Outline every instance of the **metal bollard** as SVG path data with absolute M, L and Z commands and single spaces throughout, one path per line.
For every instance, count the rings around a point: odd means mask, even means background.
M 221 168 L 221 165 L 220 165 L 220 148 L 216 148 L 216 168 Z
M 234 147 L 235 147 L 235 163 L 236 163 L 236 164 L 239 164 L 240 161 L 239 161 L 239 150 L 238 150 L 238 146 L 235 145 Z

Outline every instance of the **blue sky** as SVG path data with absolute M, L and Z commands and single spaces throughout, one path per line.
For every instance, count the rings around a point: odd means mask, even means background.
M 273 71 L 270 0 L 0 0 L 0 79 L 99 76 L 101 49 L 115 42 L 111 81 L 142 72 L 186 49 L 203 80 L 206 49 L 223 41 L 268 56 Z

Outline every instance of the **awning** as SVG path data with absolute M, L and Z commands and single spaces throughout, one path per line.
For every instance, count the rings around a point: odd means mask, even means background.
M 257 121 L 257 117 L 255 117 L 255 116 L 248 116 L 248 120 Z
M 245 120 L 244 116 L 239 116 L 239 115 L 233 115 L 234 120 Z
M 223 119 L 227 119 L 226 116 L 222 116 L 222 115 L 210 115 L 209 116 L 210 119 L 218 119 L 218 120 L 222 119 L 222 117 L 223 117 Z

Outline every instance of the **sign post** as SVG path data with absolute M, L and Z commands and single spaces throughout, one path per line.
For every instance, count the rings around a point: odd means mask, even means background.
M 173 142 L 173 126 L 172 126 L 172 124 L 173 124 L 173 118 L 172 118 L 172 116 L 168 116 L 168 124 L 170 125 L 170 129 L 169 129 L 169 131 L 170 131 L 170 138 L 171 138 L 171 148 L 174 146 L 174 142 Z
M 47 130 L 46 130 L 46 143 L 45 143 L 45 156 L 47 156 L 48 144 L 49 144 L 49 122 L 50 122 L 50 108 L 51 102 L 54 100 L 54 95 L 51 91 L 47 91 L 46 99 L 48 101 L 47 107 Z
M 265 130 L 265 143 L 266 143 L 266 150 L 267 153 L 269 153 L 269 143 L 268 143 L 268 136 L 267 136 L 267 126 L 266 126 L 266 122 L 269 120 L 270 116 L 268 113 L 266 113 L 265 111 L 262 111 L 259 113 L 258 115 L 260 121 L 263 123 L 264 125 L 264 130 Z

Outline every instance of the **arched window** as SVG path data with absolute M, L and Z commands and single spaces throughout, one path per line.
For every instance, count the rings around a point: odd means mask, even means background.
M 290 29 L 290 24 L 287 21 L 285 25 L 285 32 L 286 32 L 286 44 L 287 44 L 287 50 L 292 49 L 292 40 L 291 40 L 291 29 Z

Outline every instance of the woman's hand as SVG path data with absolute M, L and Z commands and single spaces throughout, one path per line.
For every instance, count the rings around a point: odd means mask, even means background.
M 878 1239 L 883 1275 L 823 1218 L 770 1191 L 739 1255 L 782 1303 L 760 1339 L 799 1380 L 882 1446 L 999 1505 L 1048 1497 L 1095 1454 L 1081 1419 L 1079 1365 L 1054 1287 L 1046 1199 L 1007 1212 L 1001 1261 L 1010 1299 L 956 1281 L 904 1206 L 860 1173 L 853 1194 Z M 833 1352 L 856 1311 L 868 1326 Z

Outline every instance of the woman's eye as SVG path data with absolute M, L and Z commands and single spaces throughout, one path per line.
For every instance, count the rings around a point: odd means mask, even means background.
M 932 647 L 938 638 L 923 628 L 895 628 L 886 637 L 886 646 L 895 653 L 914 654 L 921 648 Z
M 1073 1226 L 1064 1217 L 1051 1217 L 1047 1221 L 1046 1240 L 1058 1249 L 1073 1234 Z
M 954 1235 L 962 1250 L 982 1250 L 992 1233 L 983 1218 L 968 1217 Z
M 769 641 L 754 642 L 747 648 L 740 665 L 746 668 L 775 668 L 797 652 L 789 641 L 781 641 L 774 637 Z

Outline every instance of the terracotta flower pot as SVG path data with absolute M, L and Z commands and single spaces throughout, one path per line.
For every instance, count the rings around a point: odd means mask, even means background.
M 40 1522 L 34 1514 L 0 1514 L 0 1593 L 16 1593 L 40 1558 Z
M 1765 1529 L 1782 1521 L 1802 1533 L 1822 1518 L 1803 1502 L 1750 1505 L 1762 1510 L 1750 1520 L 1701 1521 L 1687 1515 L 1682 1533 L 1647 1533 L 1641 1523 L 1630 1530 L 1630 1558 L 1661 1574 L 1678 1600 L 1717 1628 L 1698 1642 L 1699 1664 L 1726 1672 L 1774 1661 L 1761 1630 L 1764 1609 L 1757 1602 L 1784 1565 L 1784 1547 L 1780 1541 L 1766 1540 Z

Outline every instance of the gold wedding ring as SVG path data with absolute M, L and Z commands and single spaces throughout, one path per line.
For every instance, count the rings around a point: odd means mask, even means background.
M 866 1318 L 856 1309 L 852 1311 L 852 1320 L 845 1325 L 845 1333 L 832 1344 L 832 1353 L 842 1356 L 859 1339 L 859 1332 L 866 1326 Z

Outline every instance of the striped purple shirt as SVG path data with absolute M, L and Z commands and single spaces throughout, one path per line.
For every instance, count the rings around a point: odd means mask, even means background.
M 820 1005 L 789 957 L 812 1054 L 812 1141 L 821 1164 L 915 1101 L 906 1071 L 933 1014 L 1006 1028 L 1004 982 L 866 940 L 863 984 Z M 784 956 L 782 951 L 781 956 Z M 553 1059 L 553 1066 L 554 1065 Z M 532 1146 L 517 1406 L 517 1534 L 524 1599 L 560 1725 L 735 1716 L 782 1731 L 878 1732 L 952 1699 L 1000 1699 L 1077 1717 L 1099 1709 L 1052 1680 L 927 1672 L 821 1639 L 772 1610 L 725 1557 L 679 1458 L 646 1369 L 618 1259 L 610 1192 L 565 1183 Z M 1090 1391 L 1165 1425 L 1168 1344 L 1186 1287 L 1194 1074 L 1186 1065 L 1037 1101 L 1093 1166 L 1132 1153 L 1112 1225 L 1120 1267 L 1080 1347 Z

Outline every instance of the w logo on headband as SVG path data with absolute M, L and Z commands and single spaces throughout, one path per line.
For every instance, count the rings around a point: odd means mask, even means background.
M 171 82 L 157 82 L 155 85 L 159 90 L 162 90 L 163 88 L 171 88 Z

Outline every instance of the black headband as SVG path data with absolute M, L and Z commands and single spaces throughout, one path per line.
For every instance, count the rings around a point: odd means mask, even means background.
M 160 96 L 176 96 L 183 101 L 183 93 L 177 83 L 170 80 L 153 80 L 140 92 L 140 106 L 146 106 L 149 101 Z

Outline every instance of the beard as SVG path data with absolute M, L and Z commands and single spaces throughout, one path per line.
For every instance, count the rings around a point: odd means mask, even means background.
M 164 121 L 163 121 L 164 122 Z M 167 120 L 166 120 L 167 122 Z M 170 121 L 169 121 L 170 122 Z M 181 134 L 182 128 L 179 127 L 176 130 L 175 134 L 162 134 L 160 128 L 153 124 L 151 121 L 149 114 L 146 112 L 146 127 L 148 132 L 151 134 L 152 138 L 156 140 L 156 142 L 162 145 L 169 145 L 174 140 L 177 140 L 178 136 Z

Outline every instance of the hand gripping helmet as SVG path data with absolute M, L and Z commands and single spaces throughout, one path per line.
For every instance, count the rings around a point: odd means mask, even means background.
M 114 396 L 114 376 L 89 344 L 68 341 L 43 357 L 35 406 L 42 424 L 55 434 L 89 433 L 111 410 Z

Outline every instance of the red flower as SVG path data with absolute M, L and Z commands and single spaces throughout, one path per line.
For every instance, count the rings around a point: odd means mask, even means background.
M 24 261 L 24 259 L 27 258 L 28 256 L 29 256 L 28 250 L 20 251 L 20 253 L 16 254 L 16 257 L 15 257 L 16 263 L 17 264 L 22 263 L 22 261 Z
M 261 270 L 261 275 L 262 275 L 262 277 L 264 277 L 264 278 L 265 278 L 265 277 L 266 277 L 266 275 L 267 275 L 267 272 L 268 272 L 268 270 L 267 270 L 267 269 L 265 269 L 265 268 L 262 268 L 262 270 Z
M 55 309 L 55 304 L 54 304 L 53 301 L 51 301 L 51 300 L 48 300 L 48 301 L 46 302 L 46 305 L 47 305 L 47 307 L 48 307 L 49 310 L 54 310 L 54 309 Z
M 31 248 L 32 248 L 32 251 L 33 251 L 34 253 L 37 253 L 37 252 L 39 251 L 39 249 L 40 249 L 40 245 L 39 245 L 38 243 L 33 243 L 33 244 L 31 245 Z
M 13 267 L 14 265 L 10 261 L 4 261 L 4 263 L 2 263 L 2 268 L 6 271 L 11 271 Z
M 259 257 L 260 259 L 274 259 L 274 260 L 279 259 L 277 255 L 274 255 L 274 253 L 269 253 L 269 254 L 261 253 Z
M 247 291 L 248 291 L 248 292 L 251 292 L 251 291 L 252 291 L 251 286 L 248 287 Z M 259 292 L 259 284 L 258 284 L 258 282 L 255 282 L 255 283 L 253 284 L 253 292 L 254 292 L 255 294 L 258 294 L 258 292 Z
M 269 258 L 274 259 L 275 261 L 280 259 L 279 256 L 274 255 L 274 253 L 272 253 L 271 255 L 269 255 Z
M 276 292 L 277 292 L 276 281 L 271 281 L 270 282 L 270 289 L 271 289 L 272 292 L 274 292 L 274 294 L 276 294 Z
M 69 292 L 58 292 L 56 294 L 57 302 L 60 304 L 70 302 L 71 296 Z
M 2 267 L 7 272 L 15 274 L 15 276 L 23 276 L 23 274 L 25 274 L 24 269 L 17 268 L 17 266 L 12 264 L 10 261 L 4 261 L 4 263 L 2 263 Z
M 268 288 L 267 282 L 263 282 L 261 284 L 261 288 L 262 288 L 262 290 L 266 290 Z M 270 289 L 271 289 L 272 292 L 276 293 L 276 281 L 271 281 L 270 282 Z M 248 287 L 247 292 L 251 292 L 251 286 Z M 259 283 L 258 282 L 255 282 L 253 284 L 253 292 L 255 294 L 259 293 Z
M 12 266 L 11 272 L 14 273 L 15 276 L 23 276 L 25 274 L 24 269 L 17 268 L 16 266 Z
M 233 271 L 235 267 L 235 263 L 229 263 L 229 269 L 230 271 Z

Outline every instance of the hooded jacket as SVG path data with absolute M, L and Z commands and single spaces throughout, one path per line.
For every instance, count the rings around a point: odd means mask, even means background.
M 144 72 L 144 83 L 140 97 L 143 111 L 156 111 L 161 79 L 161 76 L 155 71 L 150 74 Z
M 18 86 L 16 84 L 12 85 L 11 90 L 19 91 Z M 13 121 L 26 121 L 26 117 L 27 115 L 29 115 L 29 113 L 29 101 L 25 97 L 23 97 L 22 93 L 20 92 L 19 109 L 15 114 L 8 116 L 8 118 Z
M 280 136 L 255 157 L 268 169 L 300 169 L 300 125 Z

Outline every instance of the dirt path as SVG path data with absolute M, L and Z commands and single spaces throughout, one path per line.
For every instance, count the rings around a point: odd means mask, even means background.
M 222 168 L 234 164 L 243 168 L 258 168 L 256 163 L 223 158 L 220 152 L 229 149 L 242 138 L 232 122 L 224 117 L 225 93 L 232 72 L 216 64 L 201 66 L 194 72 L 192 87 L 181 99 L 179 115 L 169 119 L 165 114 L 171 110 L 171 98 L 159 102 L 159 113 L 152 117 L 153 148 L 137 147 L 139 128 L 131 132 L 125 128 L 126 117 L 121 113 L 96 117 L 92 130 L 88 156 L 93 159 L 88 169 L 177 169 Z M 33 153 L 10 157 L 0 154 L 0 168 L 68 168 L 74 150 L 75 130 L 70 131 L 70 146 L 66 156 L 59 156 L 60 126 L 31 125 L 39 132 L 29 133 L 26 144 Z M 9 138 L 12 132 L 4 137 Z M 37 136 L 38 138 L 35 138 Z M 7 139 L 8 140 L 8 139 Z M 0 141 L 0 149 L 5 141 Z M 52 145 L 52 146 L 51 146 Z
= = = =
What you will do:
In the material above, find the line containing "Outline every instance of the black" and the line containing "Outline every instance of the red", then write out exactly those two lines and every line between them, and nothing more.

Output below:
Outline every instance of the black headband as SVG path data with absolute M, L and Z commands and single spaces throughout, one path per line.
For every instance, count the rings around a point: odd means mask, even means background.
M 160 96 L 176 96 L 183 101 L 183 93 L 177 83 L 170 80 L 153 80 L 140 92 L 140 106 L 146 106 L 149 101 Z

Outline every instance of the beard as SVG path data with absolute M, L and Z commands and single spaces throughout, one path per line.
For every instance, count the rings around a point: odd means mask, even means background.
M 164 121 L 163 121 L 164 122 Z M 167 120 L 166 120 L 167 122 Z M 170 121 L 169 121 L 170 122 Z M 181 134 L 182 128 L 179 127 L 176 130 L 175 134 L 162 134 L 160 128 L 153 124 L 151 121 L 149 114 L 146 112 L 146 127 L 148 132 L 151 134 L 152 138 L 156 140 L 156 142 L 162 145 L 169 145 L 174 140 L 177 140 L 178 136 Z

Outline every instance of the hand gripping helmet as SVG path data with absolute M, L and Z commands and single spaces throughout, one path per line.
For every instance, count the rings around a point: odd means mask, even means background.
M 114 396 L 114 376 L 89 344 L 68 341 L 43 357 L 35 406 L 42 424 L 55 434 L 89 433 L 111 410 Z

Outline every instance of the red flower as SVG path data with absolute M, L and Z commands and single spaces throughout, one path per line.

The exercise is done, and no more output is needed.